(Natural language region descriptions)
'''
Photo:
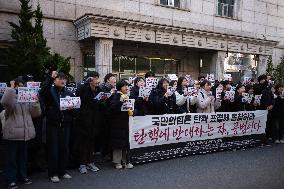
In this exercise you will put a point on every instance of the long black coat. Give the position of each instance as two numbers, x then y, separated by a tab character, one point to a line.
119	131
162	105
51	99
89	119
141	107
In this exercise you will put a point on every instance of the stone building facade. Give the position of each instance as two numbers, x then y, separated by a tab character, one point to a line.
129	37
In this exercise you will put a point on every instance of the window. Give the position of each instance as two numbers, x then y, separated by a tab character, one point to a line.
225	8
172	3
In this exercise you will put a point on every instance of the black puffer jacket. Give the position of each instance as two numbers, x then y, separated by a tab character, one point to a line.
89	119
141	107
51	98
119	127
161	104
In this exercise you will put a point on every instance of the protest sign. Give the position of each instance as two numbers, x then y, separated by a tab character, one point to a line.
151	82
102	96
158	137
70	103
3	87
33	84
144	92
128	105
26	94
219	91
230	95
210	77
228	77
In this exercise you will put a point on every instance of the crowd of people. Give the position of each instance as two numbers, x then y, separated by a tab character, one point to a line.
99	126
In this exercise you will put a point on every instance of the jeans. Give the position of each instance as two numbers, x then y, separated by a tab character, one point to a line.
16	160
58	150
277	129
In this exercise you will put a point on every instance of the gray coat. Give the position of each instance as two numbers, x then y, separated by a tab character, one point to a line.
18	117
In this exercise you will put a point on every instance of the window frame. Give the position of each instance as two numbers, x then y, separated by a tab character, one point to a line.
225	9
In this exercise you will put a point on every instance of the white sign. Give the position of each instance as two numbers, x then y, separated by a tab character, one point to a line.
219	91
192	91
144	92
173	77
153	130
257	99
188	78
33	84
151	82
3	87
26	94
210	77
102	96
230	95
127	105
70	103
228	77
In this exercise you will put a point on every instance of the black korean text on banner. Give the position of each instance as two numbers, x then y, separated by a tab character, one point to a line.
144	92
102	96
70	103
151	82
33	84
3	87
152	130
219	91
26	94
128	105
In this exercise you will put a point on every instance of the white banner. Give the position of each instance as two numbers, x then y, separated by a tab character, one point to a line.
152	130
3	87
70	103
26	94
33	84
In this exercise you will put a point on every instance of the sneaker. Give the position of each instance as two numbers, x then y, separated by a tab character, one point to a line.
54	179
12	186
67	176
83	169
118	166
93	167
128	166
27	181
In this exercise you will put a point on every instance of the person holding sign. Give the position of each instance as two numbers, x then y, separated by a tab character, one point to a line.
182	98
107	87
162	100
142	106
89	122
206	102
17	130
58	124
119	131
277	116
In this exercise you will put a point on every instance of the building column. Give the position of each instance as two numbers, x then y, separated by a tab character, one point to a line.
219	66
261	65
103	56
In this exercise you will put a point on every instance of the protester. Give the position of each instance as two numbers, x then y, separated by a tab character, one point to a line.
277	116
58	124
206	102
17	130
119	139
162	100
182	98
142	104
89	121
108	86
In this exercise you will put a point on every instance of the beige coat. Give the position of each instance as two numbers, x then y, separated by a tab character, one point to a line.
205	104
18	117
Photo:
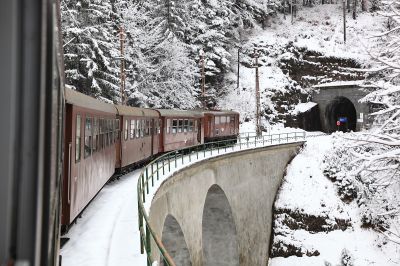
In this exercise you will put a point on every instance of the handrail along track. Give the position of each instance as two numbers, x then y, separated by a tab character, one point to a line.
162	165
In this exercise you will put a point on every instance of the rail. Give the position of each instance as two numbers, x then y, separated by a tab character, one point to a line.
172	161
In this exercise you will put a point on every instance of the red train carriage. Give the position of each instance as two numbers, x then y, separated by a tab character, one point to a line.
89	151
140	135
220	125
181	129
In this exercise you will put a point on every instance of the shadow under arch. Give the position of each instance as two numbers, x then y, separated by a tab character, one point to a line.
220	246
338	108
174	242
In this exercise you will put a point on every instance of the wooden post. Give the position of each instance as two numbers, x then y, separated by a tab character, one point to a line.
258	129
203	80
122	65
344	21
237	85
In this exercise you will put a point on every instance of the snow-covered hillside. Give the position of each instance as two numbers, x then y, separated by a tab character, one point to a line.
316	29
313	226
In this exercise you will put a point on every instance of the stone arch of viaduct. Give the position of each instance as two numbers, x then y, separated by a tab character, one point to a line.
221	208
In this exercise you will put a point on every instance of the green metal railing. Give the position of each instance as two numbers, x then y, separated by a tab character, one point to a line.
170	162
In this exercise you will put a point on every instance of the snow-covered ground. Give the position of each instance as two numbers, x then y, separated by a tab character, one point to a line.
320	29
107	233
306	190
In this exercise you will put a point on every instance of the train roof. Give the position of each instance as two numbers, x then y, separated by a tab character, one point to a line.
135	111
79	99
180	113
221	112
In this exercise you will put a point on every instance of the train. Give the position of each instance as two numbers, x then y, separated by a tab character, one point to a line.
60	147
103	139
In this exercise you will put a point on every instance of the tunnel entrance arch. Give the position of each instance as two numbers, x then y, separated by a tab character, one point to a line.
174	241
340	114
220	246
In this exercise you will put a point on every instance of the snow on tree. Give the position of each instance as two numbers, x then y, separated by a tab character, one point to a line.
368	163
90	33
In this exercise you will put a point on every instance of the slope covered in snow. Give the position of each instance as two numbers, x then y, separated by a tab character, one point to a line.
313	226
294	56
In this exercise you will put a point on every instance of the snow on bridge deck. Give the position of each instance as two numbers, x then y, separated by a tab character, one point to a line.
108	234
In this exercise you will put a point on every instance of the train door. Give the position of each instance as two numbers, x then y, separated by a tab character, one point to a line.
152	133
199	131
118	137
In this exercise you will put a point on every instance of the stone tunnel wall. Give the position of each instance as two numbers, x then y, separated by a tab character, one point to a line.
324	96
249	179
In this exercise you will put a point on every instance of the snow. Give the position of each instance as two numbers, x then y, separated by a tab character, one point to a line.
307	190
108	232
303	107
340	83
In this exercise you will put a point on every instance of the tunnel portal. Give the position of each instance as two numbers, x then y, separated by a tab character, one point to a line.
340	115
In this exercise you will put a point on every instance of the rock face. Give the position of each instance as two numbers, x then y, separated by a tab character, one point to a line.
286	221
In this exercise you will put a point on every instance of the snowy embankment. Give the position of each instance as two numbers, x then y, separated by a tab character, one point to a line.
107	233
313	226
317	29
'''
[WORK INSTRUCTION]:
Copy exactly, and only, the lines from the line that contains "the train door." through the end of the data above.

[SOLUTION FOR THIS EXERCISE]:
In this exercise you will put a point on every instance of the train door. Give the position of each instance as two numbers, x then y, separated by a tab character, one point to a line.
152	133
199	131
118	137
In this exercise you will put a point on every instance of the stone tunnel wall. Give the position of each instance as two numbers, x then y, separated by a tab character, one point to a line.
324	96
249	179
In this exercise you will put a point on every instance of the snow. Give the position of each instance as two numbers, x then y, separated by a tab character, one point to a line.
307	190
108	232
303	107
340	83
In this exercise you will put a point on every instance of the tunnel portal. Give the position of each instance as two numbers, x then y, separated by a tab character, one point to a line.
340	115
In this exercise you will put a point on every instance of the rock face. Give the position of each instance as two numbers, x then y, separated by a tab character, one point to a line.
286	221
In this exercise you will put a point on every instance of the snowy embankment. Give the position of each instance as two numbers, x then y, separated by a tab character, one point to a line.
107	233
313	226
317	29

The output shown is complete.